WORK ITEM
The answer must be the full listing, reproduced without any change.

##### RECORD EXTRACTS

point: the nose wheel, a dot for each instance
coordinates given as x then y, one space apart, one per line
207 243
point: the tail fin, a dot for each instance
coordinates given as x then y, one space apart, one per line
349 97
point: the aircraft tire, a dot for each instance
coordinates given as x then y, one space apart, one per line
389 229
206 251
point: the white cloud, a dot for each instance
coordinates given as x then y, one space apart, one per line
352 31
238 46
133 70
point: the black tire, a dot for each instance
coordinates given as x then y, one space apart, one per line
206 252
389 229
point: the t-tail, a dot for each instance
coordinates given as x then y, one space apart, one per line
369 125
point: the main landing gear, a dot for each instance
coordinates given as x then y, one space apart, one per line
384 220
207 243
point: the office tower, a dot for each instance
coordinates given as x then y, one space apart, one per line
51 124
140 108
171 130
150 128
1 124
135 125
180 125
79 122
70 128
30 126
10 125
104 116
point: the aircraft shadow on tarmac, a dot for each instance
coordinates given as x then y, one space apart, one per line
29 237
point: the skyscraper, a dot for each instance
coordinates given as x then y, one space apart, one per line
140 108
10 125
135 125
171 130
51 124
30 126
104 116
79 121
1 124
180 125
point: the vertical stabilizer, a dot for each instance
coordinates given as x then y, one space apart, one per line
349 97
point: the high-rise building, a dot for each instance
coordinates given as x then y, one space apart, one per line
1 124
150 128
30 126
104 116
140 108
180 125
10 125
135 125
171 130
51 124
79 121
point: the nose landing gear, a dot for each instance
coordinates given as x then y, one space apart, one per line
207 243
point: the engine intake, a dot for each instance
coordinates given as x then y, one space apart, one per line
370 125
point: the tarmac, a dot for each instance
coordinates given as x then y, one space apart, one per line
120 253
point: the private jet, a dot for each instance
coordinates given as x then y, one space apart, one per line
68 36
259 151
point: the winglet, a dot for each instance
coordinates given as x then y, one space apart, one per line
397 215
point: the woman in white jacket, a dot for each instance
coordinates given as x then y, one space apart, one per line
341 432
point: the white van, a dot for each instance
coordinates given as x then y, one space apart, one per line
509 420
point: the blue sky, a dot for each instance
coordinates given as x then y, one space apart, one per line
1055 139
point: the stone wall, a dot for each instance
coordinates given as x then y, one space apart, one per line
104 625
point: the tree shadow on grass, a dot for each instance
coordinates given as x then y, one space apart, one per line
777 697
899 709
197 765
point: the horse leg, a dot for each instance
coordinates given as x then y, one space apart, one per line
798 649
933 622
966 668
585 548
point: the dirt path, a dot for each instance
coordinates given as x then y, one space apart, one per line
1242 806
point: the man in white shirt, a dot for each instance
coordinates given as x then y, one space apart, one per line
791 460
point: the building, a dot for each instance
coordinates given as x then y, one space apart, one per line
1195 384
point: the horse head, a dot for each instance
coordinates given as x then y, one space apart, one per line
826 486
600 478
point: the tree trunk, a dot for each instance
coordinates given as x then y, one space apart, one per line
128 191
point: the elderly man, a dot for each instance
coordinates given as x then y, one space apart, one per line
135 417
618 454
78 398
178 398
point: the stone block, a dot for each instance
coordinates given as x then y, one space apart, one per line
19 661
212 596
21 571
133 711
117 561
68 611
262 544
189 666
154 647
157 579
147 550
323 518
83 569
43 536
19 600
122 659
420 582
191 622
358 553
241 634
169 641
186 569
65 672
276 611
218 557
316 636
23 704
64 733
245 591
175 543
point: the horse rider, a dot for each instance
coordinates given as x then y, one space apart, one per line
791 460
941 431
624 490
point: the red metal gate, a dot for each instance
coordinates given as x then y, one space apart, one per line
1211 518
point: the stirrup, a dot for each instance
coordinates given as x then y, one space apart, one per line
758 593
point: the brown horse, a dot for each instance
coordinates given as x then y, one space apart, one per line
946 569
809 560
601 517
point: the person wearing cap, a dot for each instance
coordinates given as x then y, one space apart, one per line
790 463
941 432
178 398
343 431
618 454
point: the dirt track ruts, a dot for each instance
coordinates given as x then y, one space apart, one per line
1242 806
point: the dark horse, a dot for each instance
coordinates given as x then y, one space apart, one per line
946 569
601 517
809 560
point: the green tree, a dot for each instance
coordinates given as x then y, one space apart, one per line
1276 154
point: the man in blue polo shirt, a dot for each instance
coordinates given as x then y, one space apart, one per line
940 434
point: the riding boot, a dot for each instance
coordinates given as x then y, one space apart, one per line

##########

ANSWER FOR THE TASK
point: the nose wheel, a dot for each instance
coordinates given as x then y, one space apart, one per line
207 243
point: the tail fin, a dot for each instance
coordinates given as x then y, one space apart, one per line
349 97
point: the aircraft tire, a dot for each instance
coordinates given as x then y, one space apart, one per line
389 229
206 251
point: the white cloud, a dot for each instance
coordinates given as x then y, one space apart, one per line
352 31
238 46
133 70
point: the black tire, a dot for each instance
coordinates given as x then y, one space apart, one per line
206 252
389 229
point: the t-tail, a dot for each instance
coordinates given as x then y, one space apart, one per line
369 125
point: the main landing gear, a dot for each instance
coordinates given as x then y, one space apart, one per line
384 220
207 243
point: the office tower, a dot for each instance
coordinates given as x then y, one space apart, one per line
51 124
140 108
171 130
150 128
1 124
135 125
180 125
79 122
70 128
30 126
10 125
104 116
point: the aircraft shadow on tarmac, a dot for each instance
coordinates given as x then y, one space apart, one per line
29 237
point: the skyscraper, a dot for each instance
coordinates given as x then y, one space apart, one per line
140 108
10 125
135 125
171 130
51 124
30 126
104 116
79 121
1 124
180 125
point: the vertical stabilizer, a dot for each instance
coordinates given as x then y, one space apart, one per line
349 97
point: the high-rise building, a dot for each instance
coordinates given as x then y, one space apart, one per line
1 124
150 128
30 126
104 116
140 108
180 125
10 125
135 125
171 130
51 124
79 121
point: the nose landing gear, a dot for each instance
coordinates given as x then y, one space apart, one per line
207 243
point: the engine intake, a dot for each instance
coordinates given as x then y, one space apart, one per line
370 125
point: the tarmac, a dot for each instance
coordinates given as x then y, one space apart, one per line
120 253
point: the private jet, a dot for each instance
coordinates given as x then y, one space apart, one per line
68 36
259 151
point: the winglet, a dot for each instance
coordinates given as x then y, one space apart, one per line
397 215
point: the woman in white jacket, a dot for each instance
coordinates given as x then y, one space apart, one per line
341 432
point: the white van, a dot for each instance
coordinates given as x then y, one space apart, one per line
509 420
point: the blue sky, a dot for each instance
coordinates given as x then y, one space apart, one per line
1055 139
point: the stone wall, a dot for each instance
coordinates given as x then y, one space apart, one per line
104 625
point: the tree shadow on grass, a dot for each instance
coordinates given as x then y, one space apart, one per line
777 697
899 709
197 765
point: the horse leg, a dot for each instance
coordinates given as x then y, one space apart, one per line
798 649
933 622
966 668
585 548
point: the dirt path, a dot for each instance
coordinates given as x then y, one space apart, one per line
1242 806
point: the man in white shirt, a dot for each instance
coordinates given as x then y, one space apart, one per line
791 460
point: the building, a dot for each instance
coordinates given as x then y, one space apart, one per line
1195 384
point: the horse head, a dot for each instance
coordinates given as x then y, one space apart, one per line
826 486
600 478
point: the tree trunk, a dot for each instance
coordinates given as x then y, one space apart, one per line
128 191
point: the elderly man, a dot for each instance
coordinates given as x then y, one space apart, one per line
135 417
618 454
78 398
178 398
point: the stone block, a dot for each instance
coordinates given as x then y, one space apart, one per line
19 661
212 596
21 571
133 711
117 561
68 611
262 544
189 666
154 647
157 579
147 550
323 518
83 569
43 536
19 600
122 659
420 582
191 622
358 553
241 634
169 641
186 569
65 672
276 611
218 557
316 636
23 704
64 733
245 591
175 543
point: the horse rider, a dot for each instance
coordinates given as x then y, one space apart, one per line
791 460
941 431
624 490
point: the red metal gate, a dot for each instance
coordinates given as x then y, one space apart, one per line
1211 518
point: the stirrup, a dot for each instance
coordinates given as x then y, one space apart, one per line
758 593
point: the brown horse, a dot for each instance
coordinates given as x then y, one space apart, one per line
946 569
809 560
601 517
point: the person wearing cap, a dot for each instance
coordinates given as x then y, one space apart, one per line
790 463
941 432
178 398
343 431
618 454
point: the dirt track ruts, a dot for each instance
coordinates given as x then y, one space apart, one per line
1242 806
point: the dark horse, a dot for each instance
coordinates given as x then y, one space apart, one per line
946 569
601 517
809 560
point: the green tree, a dot for each instance
coordinates given as x then y, one space apart, one per line
1276 154
point: the man in blue polo shirt, a dot for each instance
coordinates given as x then y, one space apart, one per line
940 434
point: the riding boot, a dot for each instance
coordinates given as x then y, one space apart, one per line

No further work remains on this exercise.